What is required: Exactly as given, transcribe each entry that follows.

Segment Open

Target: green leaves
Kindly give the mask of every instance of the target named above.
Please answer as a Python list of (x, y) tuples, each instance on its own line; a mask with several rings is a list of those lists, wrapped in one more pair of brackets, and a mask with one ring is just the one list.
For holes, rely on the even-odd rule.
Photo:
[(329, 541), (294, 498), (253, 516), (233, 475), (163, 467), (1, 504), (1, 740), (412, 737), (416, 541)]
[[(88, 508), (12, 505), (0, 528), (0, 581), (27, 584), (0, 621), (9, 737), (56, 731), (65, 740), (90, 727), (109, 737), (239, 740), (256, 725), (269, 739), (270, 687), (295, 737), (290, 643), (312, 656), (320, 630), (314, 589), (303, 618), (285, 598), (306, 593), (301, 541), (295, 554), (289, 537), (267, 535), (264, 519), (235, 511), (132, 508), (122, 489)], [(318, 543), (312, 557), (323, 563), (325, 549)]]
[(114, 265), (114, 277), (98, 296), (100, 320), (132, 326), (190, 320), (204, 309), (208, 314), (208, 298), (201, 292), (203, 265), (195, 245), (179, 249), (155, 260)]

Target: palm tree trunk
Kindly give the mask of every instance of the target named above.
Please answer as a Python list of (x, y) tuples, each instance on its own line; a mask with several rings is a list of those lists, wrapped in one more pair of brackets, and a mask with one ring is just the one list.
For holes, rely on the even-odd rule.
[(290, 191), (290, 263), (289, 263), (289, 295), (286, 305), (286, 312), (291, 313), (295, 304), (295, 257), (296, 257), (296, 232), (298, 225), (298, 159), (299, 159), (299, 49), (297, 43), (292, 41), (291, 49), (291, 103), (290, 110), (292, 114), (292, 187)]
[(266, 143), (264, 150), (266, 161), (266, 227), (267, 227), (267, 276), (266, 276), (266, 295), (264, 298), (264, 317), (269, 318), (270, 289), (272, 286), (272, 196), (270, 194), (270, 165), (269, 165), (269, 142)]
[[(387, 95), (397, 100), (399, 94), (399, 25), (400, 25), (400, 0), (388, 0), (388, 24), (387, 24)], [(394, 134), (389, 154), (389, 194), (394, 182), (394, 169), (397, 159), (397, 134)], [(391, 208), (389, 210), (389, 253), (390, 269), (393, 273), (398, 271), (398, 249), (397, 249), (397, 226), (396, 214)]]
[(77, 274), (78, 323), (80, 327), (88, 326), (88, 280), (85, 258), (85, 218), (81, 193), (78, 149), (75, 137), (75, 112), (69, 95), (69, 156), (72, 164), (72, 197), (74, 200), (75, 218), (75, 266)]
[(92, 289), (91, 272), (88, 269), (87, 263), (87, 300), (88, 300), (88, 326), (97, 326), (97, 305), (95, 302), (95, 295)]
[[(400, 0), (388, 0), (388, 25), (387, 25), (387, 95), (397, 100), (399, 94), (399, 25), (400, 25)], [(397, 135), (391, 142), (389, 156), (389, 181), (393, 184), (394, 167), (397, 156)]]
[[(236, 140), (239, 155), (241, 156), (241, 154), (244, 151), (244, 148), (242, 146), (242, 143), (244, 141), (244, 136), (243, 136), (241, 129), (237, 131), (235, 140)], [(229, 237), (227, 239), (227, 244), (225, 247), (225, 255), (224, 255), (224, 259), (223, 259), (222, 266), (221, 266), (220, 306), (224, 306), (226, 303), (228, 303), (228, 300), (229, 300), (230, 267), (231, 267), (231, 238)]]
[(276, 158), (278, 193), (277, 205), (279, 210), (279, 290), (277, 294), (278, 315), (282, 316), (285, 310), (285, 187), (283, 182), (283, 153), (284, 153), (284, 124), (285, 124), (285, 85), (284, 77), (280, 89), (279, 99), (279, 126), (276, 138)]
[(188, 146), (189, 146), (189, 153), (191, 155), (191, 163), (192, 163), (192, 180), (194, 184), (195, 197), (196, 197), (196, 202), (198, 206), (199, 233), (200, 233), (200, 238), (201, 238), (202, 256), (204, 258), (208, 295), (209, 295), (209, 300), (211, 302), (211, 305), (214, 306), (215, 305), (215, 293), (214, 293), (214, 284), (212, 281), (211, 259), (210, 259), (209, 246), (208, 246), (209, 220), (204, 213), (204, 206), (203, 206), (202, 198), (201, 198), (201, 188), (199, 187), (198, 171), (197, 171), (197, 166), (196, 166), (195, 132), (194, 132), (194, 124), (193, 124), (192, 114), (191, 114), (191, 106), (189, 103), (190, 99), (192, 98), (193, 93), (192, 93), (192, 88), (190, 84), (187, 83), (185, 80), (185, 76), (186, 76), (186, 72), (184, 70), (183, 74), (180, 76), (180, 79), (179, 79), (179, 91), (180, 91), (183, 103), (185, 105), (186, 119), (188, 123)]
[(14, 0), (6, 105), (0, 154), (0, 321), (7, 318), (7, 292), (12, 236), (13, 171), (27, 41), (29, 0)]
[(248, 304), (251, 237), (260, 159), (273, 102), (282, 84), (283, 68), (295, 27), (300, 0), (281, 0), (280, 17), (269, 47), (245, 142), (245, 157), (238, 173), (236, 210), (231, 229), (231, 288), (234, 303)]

Segment Closed

Finished task:
Target: green leaves
Kindly give the mask of every instance of the target named above.
Please answer as a Python list of (x, y) tuples, each instance on its own line; a mask with several rings is a list of those lists, wrapped in one more pair of brackets, and a mask with one ring is just the one list.
For holes, rely on the even-odd rule.
Photo:
[(329, 541), (294, 498), (253, 516), (233, 475), (163, 467), (1, 504), (1, 740), (412, 737), (416, 541)]
[[(88, 508), (12, 505), (0, 528), (0, 581), (27, 584), (0, 621), (9, 737), (56, 731), (65, 740), (90, 727), (109, 737), (239, 740), (256, 725), (269, 739), (270, 687), (295, 737), (290, 643), (312, 656), (320, 630), (314, 589), (303, 618), (285, 598), (306, 593), (301, 541), (295, 554), (289, 537), (267, 535), (264, 519), (235, 511), (132, 508), (122, 489)], [(318, 543), (312, 557), (323, 563), (325, 549)]]
[(114, 265), (114, 277), (98, 296), (100, 320), (132, 326), (190, 320), (204, 309), (208, 314), (208, 298), (201, 292), (203, 265), (195, 245), (179, 249), (155, 260)]

Target: palm tree trunk
Kindly give the mask of every instance of the target named above.
Please answer as a Python list of (x, y) tuples, each instance on its own line; a mask with several rings is a list of those lists, wrapped in one more pair of brackets, and a mask with one ring is just the one list.
For holes, rely on the even-odd rule.
[(290, 191), (290, 263), (289, 263), (289, 295), (286, 305), (286, 312), (291, 313), (295, 304), (295, 257), (296, 257), (296, 232), (298, 225), (298, 159), (299, 159), (299, 49), (297, 43), (292, 41), (291, 49), (291, 103), (290, 110), (292, 114), (292, 187)]
[(266, 143), (264, 150), (266, 161), (266, 227), (267, 227), (267, 276), (266, 276), (266, 295), (264, 298), (264, 317), (269, 318), (270, 289), (272, 286), (272, 196), (270, 194), (270, 165), (269, 165), (269, 142)]
[[(387, 95), (397, 100), (399, 94), (399, 25), (400, 25), (400, 0), (388, 0), (388, 24), (387, 24)], [(394, 134), (389, 154), (389, 194), (394, 182), (394, 169), (397, 159), (397, 134)], [(391, 208), (389, 210), (389, 253), (390, 269), (393, 273), (398, 271), (398, 249), (397, 249), (397, 226), (396, 214)]]
[(77, 274), (78, 323), (80, 327), (88, 326), (88, 280), (85, 258), (85, 218), (81, 193), (78, 149), (75, 137), (75, 112), (69, 95), (69, 156), (72, 164), (72, 197), (74, 200), (75, 218), (75, 266)]
[(92, 289), (91, 272), (88, 269), (87, 263), (87, 300), (88, 300), (88, 326), (97, 326), (97, 305), (95, 302), (95, 295)]
[[(400, 0), (388, 0), (388, 25), (387, 25), (387, 95), (397, 100), (399, 94), (399, 25), (400, 25)], [(397, 135), (391, 142), (389, 156), (389, 181), (393, 184), (394, 167), (397, 156)]]
[[(236, 140), (239, 155), (241, 156), (241, 154), (244, 151), (244, 148), (242, 146), (242, 143), (244, 141), (244, 136), (243, 136), (241, 129), (237, 131), (235, 140)], [(229, 237), (227, 239), (227, 244), (225, 247), (225, 255), (224, 255), (224, 259), (223, 259), (222, 266), (221, 266), (220, 306), (224, 306), (226, 303), (228, 303), (228, 300), (229, 300), (230, 267), (231, 267), (231, 238)]]
[(276, 158), (278, 193), (277, 205), (279, 210), (279, 290), (277, 294), (278, 315), (282, 316), (285, 310), (285, 187), (283, 182), (283, 153), (284, 153), (284, 124), (285, 124), (285, 85), (284, 77), (280, 89), (279, 99), (279, 126), (276, 138)]
[(188, 146), (189, 146), (189, 153), (191, 155), (191, 163), (192, 163), (192, 180), (194, 184), (195, 197), (196, 197), (196, 202), (198, 206), (199, 233), (200, 233), (200, 238), (201, 238), (202, 256), (204, 258), (208, 295), (209, 295), (209, 300), (211, 302), (211, 305), (214, 306), (215, 305), (215, 293), (214, 293), (214, 284), (212, 281), (211, 259), (210, 259), (209, 246), (208, 246), (209, 220), (204, 213), (204, 206), (203, 206), (202, 198), (201, 198), (201, 188), (199, 187), (198, 171), (197, 171), (197, 166), (196, 166), (195, 132), (194, 132), (194, 124), (193, 124), (192, 114), (191, 114), (191, 106), (189, 103), (190, 99), (192, 98), (193, 93), (192, 93), (192, 88), (190, 84), (187, 83), (185, 80), (185, 76), (186, 76), (186, 72), (184, 70), (183, 74), (180, 76), (180, 79), (179, 79), (179, 91), (180, 91), (183, 103), (185, 105), (186, 119), (188, 123)]
[(14, 0), (6, 105), (0, 154), (0, 321), (7, 318), (7, 292), (12, 236), (13, 171), (27, 41), (29, 0)]
[(248, 304), (251, 237), (260, 159), (273, 102), (282, 84), (283, 68), (295, 27), (300, 0), (281, 0), (280, 17), (269, 47), (245, 142), (245, 157), (238, 173), (236, 210), (231, 229), (231, 288), (234, 303)]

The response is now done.